# Free Feral Hog Hunts in Oklahoma?



## mdharris68

I am looking for a place to hunt feral hogs in Oklahoma if the problem exists there. A friend or two and myself had a plan in Texas, but it fell through for this year. We thought we could find a place in Oklahoma and spend less time driving and more time hunting. Any ideas?


----------



## big rockpile

Know nothing of Free but know of a Good place in Oklahoma and Missouri.

big rockpile


----------



## mdharris68

I didn't know if feral hogs were a problem in Oklahoma, and I was hoping to find a place that needed a few shot. I guess we'll need to go to Texas after all.


----------



## braggscowboy

There is a place close to where I live that has hogs, but nothing like you see on TV in Tex. (fenced hogs?) maybe. The hogs I am talking about are hogs on a public hunting area. I don't hog hunt, but have some friends that do. Might be willing to take someone hog hunting for an opportunity to deer hunt in Kansas in a good place? Not only do they hunt them, they catch them alive and pen them and eat them later. They have dogs that get chewed up often. I can talk with him when I see him and see what he says about the season and if he would be interested. He is in Kansas right now building a barn.


----------



## mdharris68

Let me know what you come up with. Thanks


----------



## braggscowboy

Will do, he is to be home soon.


----------



## braggscowboy

If you are still interested in that hunt in OK, let me know and I have a Number for you.


----------



## mdharris68

sent you a pm


----------



## TedH71

Found out it's still illegal to hunt hogs in Kansas and you'll get busted and pay a fine between $1k-5k per pig. Totally silly which is why I'm hoping I get the job in Shawnee, Oklahoma. Already have a catahoula pup which I hope will be a good hog dog.


----------



## Oldcountryboy

Here in Oklahoma, it is only legal to hunt hogs while you are in pursuit of other wild game. Which means you have to have a license and tag if your hunting turkey or deer. 

There's not really a bad problem with hogs in the upper half of Oklahoma but they are becoming a nuisance in the southern part of Oklahoma. I wouldn't know where to send you tho.


----------



## TedH71

Really? I am personally aware of more than 5 people in Oklahoma hunting hogs with dogs and they're asked by landowners to get rid of the hogs because nobody really knows how to deal with them and how to kill them, etc.


----------



## braggscowboy

Olecountryboy, I don't know for sure, but I think the huning of hogs and wild game is only when hunting on WMA and seasons are open for that type of animal. I know where I live, there are dog hunters out all the time.


----------



## Allen W

Coyote season is open year round on Okla, but like has been said deer and turkey seaon you will need the appropriate tags and follow any management area regulations.


----------



## HogHunter

I know it's been a while, but did you find a cheap/free Hog hunting location in Oklahoma...My inlaws live in Burkburnett TX and will be there during the holidays and with it being on the Oklahoma border, I wanted to see if you found a spot...Could you PM me the service you used...Thanks


----------



## OkieDavid

Allen got it. You have to be licensed and hunting something to hunt hogs in OK. Easiest thing is coyote- the season is open year round and all firearm calibers are legal.

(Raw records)
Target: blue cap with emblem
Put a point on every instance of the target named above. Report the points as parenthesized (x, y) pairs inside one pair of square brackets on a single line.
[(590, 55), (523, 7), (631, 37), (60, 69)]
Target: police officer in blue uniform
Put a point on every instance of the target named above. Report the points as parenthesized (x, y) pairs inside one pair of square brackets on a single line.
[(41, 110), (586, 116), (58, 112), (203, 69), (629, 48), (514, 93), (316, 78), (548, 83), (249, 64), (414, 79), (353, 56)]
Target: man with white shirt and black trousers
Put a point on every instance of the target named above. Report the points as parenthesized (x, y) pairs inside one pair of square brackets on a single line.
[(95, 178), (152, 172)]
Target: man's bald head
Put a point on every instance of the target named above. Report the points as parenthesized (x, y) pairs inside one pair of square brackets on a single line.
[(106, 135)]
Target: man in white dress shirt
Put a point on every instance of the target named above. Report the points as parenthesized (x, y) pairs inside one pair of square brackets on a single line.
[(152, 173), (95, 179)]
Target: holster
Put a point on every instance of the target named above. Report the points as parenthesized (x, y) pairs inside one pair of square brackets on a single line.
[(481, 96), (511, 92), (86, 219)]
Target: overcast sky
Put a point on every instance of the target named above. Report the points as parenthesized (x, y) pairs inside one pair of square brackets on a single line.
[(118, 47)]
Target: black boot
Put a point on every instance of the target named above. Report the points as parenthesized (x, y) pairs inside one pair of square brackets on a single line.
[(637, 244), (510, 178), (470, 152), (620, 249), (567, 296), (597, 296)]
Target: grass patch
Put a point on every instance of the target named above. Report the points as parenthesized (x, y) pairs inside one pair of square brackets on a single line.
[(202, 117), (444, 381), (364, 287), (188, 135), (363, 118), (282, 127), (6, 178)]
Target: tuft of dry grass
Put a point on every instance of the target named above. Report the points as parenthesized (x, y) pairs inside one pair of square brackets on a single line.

Work to complete =
1 > In the forum thread on hunting feral hogs in Oklahoma, which game season is described as open year round?
2 > Summarize the forum thread on hunting feral hogs in Oklahoma in two sentences.
3 > Write the next part of the forum thread on hunting feral hogs in Oklahoma, picking up after its final post.

Responses =
1 > Coyote season is open year round in Oklahoma.

2 > After a Texas plan fell through, a poster asks where to hunt feral hogs in Oklahoma, and another member offers a number for friends who hunt hogs with dogs on a public hunting area. Later replies say that in Oklahoma hogs may be hunted only while licensed and pursuing other game, with coyote season open year round as the easiest option, and one poster reports that hog hunting is illegal in Kansas.

3 >
----------



## Allen W

Hogs are classified as feral here not a game animal so it leaves a grey area as far as saying you are hunting hogs. You need to be legal for whatever game season it is. Other then that it is kill on sight.


----------



## HOTW

NY you can shoot as many as you want anytime no restrictions!


----------



## Stephen_F

My brothers will be visiting this winter and I would love to have a place lined up where we can hunt pigs in Oklahoma. We prefer not to have to pay and certainly do not want a controlled hunt.

As a whole, we are meat hunters, not trophy hunters. We have hunted Deer, Elk our entire lives as a family. We are all marksman and clean up after ourselves. 

We know how to pull up when hunting around free grazing cattle or homes and will be extremely respectful to any special rules put on us.

Like I said earlier we are looking for a piece of land to hunt hogs, I suspect we will reduce the population by about 8.

If anyone knows of a land owner that would like their hog population reduced by good farm raised men, let me know.


----------



## brownegg

I would think a donation to the land owner is in order here. I would never come and hunt on someone's land without the consideration of some kind financial....but that's me.


----------



## Wm C Allen Jr

Thank you much.Okay, I really need to get away (wanna be alone) and I would like to homestead or find a desolate piece of land for cheap or better.


----------



## TedH71

Update: hogs are swarming in Oklahoma. People are getting desperate enough to pay for hog dog hunters to go get rid of the hogs and use traps at the same time. If you want to find cheap land in Oklahoma...there's tons of cheap places but you will have to contend with lack of jobs and lots of meth heads unfortunately.


----------



## muleskinner2

C


mdharris68 said:


> I am looking for a place to hunt feral hogs in Oklahoma if the problem exists there. A friend or two and myself had a plan in Texas, but it fell through for this year. We thought we could find a place in Oklahoma and spend less time driving and more time hunting. Any ideas?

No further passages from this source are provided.